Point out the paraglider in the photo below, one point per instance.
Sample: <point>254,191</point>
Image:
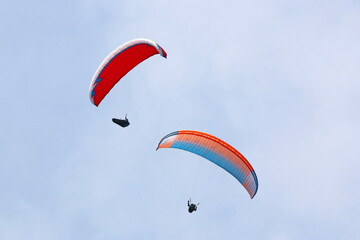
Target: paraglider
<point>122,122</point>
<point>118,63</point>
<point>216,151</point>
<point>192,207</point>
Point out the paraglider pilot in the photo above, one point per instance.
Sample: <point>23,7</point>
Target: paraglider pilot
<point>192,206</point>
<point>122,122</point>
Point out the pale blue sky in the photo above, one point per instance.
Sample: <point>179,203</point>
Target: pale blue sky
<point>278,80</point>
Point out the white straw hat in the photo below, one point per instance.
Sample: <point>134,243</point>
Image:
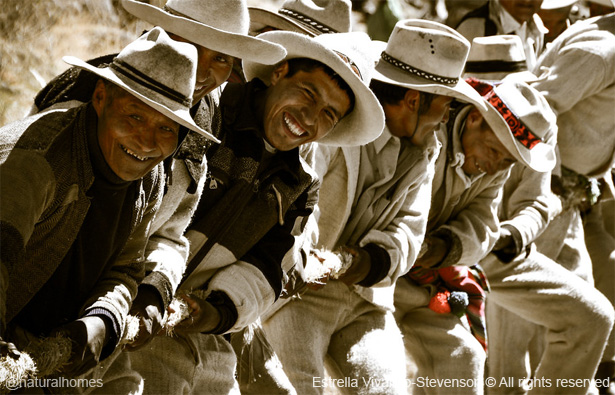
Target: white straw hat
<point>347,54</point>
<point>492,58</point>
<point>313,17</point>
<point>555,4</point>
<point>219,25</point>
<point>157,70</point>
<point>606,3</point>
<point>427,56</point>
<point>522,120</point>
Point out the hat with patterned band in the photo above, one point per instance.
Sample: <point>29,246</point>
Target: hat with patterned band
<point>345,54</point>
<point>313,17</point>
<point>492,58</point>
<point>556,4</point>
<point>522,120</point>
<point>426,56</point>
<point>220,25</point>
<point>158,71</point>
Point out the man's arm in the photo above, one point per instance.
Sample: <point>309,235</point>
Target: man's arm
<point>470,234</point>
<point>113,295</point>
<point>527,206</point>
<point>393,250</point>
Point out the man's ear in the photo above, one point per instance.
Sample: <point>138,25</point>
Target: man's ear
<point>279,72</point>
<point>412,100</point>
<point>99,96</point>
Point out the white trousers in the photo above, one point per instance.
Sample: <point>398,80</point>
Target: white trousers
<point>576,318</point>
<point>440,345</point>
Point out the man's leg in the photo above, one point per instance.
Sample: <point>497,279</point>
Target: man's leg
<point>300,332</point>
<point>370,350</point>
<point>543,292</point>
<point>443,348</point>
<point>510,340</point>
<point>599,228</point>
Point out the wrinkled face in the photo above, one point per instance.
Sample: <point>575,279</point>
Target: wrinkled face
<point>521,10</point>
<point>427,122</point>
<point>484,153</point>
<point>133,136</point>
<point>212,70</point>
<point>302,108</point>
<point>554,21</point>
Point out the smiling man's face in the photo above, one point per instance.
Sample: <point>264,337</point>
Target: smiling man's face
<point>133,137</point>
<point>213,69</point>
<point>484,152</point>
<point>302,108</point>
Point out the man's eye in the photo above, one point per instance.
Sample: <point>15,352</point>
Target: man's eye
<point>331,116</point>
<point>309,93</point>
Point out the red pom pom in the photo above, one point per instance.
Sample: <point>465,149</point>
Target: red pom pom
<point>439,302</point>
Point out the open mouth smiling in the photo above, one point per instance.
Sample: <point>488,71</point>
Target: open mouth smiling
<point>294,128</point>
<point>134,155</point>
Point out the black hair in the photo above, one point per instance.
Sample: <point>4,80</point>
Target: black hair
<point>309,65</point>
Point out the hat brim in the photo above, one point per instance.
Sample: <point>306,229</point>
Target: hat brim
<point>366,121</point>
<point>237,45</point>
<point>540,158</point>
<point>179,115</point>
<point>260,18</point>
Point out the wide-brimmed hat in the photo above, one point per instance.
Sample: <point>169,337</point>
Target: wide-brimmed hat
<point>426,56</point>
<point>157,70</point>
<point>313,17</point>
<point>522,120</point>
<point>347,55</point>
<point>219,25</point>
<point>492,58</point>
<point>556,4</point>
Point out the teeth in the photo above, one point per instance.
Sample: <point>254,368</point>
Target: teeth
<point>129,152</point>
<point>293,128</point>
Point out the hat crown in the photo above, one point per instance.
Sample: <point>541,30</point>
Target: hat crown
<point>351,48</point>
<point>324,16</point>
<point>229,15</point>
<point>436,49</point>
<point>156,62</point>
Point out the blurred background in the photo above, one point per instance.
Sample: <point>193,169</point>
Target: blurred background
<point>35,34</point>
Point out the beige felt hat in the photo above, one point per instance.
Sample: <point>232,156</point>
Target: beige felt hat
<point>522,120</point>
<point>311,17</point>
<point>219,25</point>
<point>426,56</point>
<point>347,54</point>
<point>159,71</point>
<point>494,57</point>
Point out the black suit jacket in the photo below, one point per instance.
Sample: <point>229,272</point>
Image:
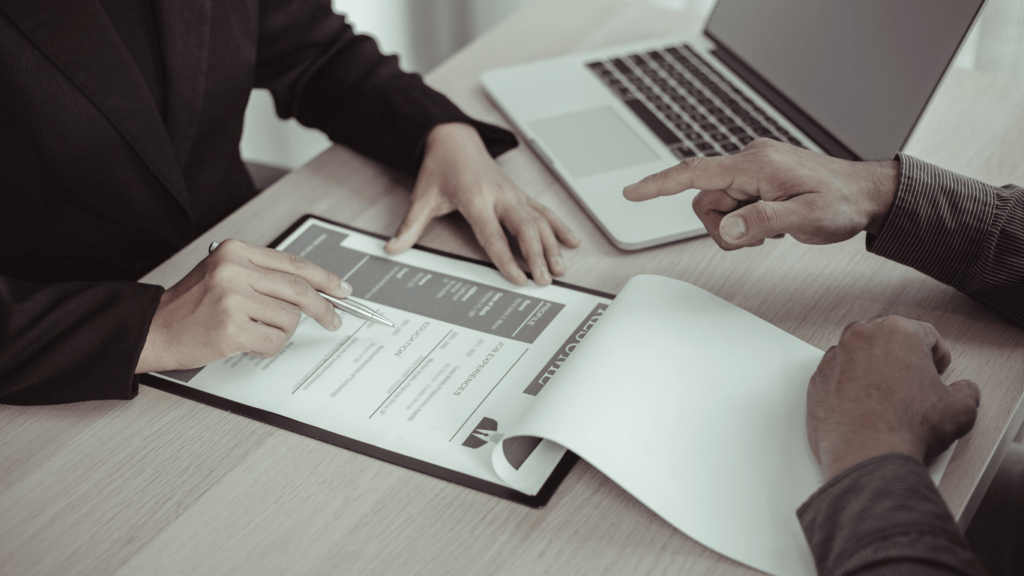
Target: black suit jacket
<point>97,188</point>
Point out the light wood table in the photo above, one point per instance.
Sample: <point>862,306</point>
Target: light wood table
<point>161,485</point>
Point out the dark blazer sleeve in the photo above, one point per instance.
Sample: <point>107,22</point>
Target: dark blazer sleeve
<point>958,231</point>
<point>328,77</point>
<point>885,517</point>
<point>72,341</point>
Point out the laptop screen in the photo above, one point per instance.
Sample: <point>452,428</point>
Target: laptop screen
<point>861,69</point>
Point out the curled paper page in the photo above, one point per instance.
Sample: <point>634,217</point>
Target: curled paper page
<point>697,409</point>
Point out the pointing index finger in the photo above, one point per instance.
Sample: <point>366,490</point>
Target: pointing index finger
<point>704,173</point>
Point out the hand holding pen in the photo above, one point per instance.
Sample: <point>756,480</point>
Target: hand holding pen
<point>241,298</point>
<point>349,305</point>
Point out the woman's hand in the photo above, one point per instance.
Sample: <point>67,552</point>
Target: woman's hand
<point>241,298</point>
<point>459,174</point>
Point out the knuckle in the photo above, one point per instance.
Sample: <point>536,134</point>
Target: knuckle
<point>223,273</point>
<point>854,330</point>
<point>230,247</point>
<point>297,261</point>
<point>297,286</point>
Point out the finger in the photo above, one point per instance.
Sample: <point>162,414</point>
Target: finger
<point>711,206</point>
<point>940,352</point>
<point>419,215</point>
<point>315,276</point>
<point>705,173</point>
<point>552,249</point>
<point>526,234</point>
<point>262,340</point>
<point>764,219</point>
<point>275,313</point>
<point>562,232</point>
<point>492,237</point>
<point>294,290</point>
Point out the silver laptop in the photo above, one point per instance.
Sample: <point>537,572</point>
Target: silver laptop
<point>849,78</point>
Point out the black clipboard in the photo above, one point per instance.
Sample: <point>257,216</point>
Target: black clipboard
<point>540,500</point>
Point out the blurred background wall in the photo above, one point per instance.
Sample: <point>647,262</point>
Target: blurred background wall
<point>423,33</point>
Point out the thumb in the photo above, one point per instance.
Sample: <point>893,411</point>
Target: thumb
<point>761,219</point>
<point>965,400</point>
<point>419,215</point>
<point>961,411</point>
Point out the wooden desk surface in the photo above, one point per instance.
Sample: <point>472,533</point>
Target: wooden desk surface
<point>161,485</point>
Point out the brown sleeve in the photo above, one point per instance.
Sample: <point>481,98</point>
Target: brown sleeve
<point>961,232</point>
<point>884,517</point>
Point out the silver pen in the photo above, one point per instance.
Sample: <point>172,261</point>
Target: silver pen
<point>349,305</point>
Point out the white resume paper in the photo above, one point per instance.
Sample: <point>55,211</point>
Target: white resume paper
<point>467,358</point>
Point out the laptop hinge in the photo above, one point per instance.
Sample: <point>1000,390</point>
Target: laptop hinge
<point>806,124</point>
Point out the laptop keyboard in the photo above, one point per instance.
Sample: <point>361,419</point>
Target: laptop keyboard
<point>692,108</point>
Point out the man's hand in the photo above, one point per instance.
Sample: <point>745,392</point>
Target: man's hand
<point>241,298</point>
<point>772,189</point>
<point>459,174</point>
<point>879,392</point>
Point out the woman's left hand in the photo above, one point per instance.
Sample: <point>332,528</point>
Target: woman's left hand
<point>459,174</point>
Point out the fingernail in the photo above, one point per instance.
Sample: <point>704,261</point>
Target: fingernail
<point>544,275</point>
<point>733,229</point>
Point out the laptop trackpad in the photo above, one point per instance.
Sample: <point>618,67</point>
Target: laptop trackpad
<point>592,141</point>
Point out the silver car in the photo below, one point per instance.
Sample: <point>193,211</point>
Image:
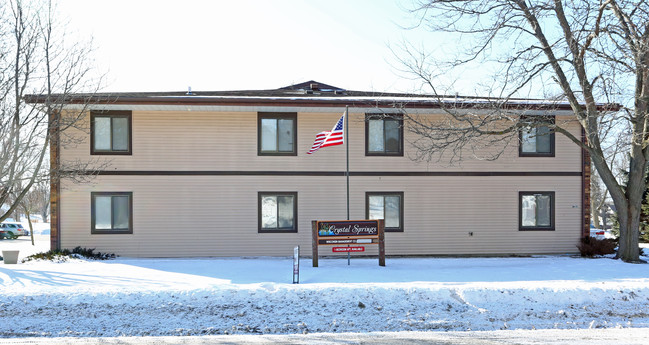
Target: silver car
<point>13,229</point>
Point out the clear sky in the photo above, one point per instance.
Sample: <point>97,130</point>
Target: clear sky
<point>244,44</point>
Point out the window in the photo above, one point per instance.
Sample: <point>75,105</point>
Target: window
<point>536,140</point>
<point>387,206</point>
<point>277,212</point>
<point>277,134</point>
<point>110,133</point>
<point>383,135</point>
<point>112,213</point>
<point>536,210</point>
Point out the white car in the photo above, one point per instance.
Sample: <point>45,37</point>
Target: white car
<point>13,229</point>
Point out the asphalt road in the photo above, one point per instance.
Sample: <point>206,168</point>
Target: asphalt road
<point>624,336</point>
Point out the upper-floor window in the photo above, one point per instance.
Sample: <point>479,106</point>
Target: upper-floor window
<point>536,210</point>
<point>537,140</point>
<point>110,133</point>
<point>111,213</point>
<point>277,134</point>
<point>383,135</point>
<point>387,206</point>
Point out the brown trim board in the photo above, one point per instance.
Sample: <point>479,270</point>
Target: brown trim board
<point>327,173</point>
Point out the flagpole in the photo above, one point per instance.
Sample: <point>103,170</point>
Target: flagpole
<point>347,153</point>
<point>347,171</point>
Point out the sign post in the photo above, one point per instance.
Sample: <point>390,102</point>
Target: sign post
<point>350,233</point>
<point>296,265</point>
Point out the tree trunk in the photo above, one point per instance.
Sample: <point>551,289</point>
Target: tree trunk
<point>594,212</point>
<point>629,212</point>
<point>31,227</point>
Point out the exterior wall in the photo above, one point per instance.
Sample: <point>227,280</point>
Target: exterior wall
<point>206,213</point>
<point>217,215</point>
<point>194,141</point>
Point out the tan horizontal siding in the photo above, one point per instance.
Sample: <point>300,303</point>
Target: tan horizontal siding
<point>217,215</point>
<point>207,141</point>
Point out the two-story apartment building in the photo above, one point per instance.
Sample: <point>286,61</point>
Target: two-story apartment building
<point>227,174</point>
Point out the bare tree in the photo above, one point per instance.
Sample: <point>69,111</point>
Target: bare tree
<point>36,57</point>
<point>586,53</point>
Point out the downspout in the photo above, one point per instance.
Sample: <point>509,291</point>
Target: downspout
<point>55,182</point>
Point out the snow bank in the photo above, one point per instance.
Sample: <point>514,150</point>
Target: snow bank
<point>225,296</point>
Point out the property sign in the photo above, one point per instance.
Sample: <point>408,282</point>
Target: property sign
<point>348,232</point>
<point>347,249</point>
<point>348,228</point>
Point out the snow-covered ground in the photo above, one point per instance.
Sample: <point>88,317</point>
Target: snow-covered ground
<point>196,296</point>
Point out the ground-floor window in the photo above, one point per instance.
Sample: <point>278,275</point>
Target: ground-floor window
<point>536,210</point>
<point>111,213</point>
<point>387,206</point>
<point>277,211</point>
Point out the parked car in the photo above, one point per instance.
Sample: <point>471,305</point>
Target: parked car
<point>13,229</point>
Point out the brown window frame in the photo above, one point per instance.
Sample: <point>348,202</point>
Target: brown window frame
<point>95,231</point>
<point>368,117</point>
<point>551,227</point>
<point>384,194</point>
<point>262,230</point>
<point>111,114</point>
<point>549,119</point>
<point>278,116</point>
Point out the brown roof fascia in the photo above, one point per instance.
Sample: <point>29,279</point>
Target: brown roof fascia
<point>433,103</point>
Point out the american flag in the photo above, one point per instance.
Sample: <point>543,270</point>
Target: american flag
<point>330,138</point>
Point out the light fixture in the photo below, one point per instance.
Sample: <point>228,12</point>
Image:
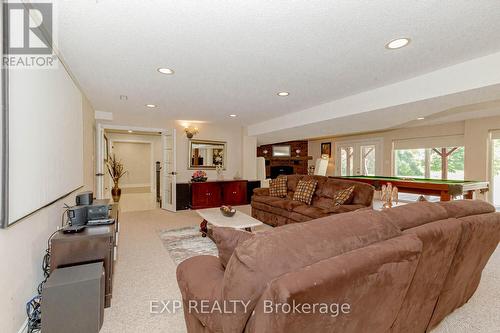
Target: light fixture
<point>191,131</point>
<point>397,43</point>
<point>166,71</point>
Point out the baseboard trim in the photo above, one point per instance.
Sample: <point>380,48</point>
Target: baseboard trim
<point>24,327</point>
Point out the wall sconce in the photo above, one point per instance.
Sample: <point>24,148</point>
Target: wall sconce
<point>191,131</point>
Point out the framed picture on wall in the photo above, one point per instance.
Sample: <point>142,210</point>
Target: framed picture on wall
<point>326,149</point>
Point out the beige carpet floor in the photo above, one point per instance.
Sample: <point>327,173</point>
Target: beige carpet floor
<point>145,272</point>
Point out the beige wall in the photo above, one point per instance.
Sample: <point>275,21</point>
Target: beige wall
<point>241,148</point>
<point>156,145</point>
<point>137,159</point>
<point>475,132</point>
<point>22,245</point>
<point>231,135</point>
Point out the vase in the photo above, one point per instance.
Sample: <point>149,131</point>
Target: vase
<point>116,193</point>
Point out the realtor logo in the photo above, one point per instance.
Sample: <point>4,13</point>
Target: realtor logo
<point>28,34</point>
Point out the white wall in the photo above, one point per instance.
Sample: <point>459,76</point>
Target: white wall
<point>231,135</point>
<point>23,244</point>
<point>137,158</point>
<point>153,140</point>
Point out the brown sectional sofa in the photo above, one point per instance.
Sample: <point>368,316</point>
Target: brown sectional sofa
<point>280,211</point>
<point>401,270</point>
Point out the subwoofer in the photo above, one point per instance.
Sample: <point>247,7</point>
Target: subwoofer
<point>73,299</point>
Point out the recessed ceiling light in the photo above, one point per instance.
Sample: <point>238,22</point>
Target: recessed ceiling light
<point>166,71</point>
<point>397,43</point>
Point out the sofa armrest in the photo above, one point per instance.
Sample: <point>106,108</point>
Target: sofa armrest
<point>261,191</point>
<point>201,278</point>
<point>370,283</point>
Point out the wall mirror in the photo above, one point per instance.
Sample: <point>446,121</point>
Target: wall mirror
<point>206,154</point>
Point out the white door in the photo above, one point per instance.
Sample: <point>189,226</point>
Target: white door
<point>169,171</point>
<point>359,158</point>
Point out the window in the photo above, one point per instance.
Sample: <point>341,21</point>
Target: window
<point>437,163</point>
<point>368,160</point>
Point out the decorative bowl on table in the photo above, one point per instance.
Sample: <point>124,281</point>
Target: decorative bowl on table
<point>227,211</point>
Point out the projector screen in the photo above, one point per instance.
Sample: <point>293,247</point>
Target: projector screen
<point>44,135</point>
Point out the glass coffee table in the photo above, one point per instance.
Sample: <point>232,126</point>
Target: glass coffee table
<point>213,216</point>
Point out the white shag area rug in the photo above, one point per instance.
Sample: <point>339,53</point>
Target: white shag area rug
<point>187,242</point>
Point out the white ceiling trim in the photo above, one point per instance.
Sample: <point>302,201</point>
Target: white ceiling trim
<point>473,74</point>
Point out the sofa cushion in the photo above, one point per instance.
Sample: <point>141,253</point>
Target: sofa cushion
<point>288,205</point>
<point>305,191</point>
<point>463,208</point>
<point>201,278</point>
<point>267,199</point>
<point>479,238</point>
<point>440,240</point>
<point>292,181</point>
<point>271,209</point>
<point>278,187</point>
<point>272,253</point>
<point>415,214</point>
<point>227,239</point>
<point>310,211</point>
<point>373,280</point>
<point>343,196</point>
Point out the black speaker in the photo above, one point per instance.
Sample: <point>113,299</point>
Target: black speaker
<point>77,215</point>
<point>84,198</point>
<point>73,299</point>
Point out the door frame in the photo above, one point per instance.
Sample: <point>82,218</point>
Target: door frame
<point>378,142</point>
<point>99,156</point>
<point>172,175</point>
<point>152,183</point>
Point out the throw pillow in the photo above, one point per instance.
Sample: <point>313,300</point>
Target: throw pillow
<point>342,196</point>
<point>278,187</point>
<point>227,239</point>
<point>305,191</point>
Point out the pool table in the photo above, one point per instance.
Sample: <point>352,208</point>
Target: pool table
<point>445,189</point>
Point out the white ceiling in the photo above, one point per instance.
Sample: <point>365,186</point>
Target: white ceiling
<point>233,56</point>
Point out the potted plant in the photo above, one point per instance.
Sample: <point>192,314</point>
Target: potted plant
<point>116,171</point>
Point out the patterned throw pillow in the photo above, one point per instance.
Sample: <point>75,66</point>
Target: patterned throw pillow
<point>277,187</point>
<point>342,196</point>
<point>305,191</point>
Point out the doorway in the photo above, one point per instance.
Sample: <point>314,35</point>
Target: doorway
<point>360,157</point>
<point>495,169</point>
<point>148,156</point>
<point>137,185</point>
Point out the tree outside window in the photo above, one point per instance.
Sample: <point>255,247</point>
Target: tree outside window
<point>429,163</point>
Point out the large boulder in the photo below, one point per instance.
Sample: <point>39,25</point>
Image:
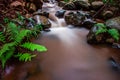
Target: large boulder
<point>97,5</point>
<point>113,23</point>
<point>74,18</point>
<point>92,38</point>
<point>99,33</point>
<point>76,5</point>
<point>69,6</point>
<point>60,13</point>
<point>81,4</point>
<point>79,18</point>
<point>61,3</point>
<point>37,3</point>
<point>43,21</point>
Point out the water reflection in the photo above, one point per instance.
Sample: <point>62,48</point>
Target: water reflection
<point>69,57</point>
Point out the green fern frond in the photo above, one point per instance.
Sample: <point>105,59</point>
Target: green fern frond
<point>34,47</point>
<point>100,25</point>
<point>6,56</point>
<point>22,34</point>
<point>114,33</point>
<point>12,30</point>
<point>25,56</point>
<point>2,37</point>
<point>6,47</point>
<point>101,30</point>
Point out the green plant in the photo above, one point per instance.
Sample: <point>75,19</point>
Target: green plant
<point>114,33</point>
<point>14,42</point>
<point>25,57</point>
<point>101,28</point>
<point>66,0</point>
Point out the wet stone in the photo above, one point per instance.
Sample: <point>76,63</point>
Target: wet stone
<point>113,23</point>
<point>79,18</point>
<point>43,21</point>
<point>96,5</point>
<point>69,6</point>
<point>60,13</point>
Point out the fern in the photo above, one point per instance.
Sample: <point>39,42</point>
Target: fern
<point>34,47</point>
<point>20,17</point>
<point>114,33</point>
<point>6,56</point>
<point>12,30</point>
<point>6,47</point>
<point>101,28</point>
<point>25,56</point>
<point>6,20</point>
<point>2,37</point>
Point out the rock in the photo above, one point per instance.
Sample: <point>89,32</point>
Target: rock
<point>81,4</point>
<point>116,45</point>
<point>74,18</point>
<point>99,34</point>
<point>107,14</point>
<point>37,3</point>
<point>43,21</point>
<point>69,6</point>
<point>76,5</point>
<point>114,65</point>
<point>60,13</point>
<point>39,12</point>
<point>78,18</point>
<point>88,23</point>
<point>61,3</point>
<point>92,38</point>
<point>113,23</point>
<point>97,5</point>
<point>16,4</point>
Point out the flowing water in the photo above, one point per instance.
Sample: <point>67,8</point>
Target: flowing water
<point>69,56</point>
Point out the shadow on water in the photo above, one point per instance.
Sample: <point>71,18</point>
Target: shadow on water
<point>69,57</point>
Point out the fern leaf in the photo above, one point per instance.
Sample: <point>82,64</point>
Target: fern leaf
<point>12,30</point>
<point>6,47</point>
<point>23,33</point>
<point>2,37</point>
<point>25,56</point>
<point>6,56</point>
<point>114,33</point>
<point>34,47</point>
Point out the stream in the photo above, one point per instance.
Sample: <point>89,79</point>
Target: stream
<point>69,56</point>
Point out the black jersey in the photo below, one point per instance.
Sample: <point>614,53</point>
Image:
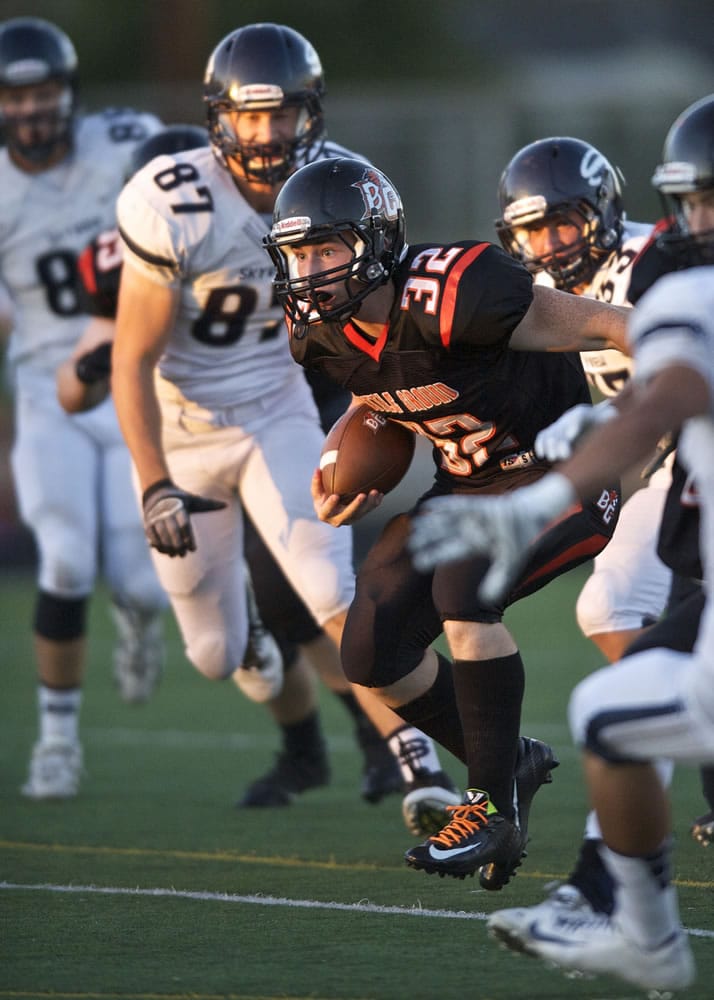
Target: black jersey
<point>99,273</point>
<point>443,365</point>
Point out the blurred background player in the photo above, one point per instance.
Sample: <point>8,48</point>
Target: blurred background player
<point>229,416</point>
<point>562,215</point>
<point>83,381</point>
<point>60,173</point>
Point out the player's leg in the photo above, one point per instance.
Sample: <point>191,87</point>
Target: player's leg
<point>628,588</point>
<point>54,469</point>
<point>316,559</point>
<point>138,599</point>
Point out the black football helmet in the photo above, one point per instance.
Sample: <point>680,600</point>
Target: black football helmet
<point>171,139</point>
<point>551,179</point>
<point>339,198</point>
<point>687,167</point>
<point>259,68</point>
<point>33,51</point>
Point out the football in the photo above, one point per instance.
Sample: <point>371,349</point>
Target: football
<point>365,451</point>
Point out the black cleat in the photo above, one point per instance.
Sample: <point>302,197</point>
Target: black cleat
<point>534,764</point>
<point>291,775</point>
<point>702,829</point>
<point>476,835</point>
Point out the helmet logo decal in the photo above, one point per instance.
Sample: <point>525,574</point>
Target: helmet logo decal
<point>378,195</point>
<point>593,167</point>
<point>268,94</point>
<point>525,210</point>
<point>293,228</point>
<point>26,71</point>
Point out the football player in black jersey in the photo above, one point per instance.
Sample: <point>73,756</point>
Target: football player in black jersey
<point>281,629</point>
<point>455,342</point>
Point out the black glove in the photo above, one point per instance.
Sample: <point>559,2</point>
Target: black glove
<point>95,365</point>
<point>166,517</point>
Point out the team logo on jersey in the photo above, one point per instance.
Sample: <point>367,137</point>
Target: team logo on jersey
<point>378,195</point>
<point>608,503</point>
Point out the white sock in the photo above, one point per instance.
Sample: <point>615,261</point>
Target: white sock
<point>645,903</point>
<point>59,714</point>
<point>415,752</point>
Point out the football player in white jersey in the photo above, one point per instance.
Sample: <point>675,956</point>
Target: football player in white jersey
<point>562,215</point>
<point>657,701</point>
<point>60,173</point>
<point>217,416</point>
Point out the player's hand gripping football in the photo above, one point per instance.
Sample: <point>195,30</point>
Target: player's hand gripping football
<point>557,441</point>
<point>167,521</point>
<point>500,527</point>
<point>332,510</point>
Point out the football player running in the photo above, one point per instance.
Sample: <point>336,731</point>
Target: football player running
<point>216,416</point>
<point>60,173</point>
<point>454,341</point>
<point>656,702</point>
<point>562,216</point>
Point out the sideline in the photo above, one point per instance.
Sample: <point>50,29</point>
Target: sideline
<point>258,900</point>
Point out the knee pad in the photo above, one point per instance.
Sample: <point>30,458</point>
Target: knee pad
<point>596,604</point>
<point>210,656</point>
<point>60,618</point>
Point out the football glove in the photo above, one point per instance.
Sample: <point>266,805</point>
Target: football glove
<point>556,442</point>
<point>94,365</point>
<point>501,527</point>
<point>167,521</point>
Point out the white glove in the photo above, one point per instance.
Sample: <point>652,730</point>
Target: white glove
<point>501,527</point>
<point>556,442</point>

Directions:
Can you change "beige" to "tan" in the entries from the line that has "Point out the wall sconce" through the line that has "<point>206,154</point>", and give those lines back with nothing else altered?

Output:
Point out the wall sconce in the photo above, one point per instance.
Sample: <point>24,148</point>
Target: wall sconce
<point>191,131</point>
Point out the framed picture on wall in the photo above, one point per instance.
Sample: <point>142,210</point>
Target: framed picture on wall
<point>326,149</point>
Point out the tan carpet floor in the photo above, one point per instance.
Sample: <point>327,173</point>
Target: tan carpet floor
<point>145,272</point>
Point out the tan wall in the photo above, one point per instance.
Sample: <point>275,21</point>
Target: tan wall
<point>241,148</point>
<point>156,145</point>
<point>137,159</point>
<point>475,132</point>
<point>22,245</point>
<point>231,135</point>
Point out the vase in the photo above, one point per instance.
Sample: <point>149,131</point>
Target: vase
<point>116,193</point>
Point out the realtor logo in the photo above, one point per instance.
Sample: <point>4,13</point>
Target: realtor logo
<point>28,34</point>
Point out the white wall in the photo above, one point per instance.
Sample: <point>459,76</point>
Target: white wall
<point>231,135</point>
<point>23,244</point>
<point>137,158</point>
<point>153,140</point>
Point out the brown sectional sofa in the photo above, one point per instance.
Sample: <point>368,316</point>
Target: brown sectional sofa
<point>280,211</point>
<point>401,270</point>
Point out the subwoofer in the photo above, one point per instance.
Sample: <point>247,7</point>
Target: subwoofer
<point>73,299</point>
Point out the recessed ceiling light in the photo above, one point per instance.
Sample: <point>238,22</point>
Target: recessed ceiling light
<point>166,71</point>
<point>397,43</point>
Point out the sofa armrest in the photo above, one point per instance.
Sample: <point>106,108</point>
Target: sofa armrest
<point>261,191</point>
<point>201,278</point>
<point>370,283</point>
Point out the wall mirror in the photo above, one point per instance.
Sample: <point>446,121</point>
Target: wall mirror
<point>206,154</point>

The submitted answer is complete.